-- start of PROVIDED PASSAGE --

Okay, so I'm again, I'm alex from big step, I'm essentially developer and I've been product manager for about seven years now, and I've been designing products for the hosting business ever since.

A

If you haven't heard about us, we're an infrastructure as a service provider focused on big data and high performance applications.

A

um That's all we do we're essentially a bare metal cloud, but we're different than soft layer or rack space in the sense that we have compute nodes and storage nodes, and we put the compute nodes from the storage nodes and the storage nodes are all ssds and they're distributed across the entire network. There there's no connection between them. We have a very fast high throughput and low latency network that uses cut through switching. So we only look at the first few bytes of a packet before following it to the appropriate port.

A

So because of this architecture that we have, we can do stuff, like you, know cloning and snapshotting, and we can do it without any hypervisor. So, essentially, you have pretty much the same flexibility that you have in virtualized environments, but with bare metal. So this means we're very good for um essentially everything that it runs in memory, because you know, if you take virtualization out, you get a better performance level and actually I'm going to show you exactly how much you can gain, not necessarily on our platform but in general, on virtualized versus experimental machines.

-- end of PROVIDED PASSAGE --

Please write out the bare metal cloud passage from "um That's all" up to and including "the appropriate port.".

-- start of MATERIAL --

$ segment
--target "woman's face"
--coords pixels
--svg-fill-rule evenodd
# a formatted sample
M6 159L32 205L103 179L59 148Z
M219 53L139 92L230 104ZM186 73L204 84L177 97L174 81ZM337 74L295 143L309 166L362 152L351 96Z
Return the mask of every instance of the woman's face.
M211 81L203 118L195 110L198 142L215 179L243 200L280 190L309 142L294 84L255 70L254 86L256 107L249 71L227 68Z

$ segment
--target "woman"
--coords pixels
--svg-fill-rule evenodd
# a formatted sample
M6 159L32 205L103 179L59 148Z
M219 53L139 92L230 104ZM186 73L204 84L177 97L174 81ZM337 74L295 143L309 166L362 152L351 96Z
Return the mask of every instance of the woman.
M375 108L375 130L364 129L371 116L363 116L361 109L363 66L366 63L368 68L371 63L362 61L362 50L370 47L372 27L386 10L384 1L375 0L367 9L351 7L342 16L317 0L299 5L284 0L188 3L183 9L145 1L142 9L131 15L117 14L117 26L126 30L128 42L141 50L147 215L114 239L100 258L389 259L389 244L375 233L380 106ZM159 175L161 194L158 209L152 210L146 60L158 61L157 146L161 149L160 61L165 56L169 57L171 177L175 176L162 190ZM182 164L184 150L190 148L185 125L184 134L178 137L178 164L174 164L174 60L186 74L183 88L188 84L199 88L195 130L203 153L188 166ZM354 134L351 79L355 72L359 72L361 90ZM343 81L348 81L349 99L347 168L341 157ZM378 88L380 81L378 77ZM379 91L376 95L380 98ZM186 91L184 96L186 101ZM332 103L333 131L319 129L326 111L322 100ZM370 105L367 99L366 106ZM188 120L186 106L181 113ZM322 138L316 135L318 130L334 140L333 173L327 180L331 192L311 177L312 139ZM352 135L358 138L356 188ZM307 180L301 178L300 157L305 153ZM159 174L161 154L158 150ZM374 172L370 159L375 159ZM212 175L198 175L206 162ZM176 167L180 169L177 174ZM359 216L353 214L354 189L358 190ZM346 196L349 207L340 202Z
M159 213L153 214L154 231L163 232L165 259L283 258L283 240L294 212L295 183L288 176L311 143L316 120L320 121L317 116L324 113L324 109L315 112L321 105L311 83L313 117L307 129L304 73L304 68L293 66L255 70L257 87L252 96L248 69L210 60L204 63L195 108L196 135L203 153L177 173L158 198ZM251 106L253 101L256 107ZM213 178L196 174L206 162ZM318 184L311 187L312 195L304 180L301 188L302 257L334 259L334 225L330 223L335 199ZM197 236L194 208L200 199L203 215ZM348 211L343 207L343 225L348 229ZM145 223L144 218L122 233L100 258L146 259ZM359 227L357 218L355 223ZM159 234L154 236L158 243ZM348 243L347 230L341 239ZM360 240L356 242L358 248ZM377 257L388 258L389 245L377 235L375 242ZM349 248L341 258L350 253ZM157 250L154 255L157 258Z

-- end of MATERIAL --

- CORRECT RESPONSE
um That's all we do we're essentially a bare metal cloud, but we're different than soft layer or rack space in the sense that we have compute nodes and storage nodes, and we put the compute nodes from the storage nodes and the storage nodes are all ssds and they're distributed across the entire network. There there's no connection between them. We have a very fast high throughput and low latency network that uses cut through switching. So we only look at the first few bytes of a packet before following it to the appropriate port.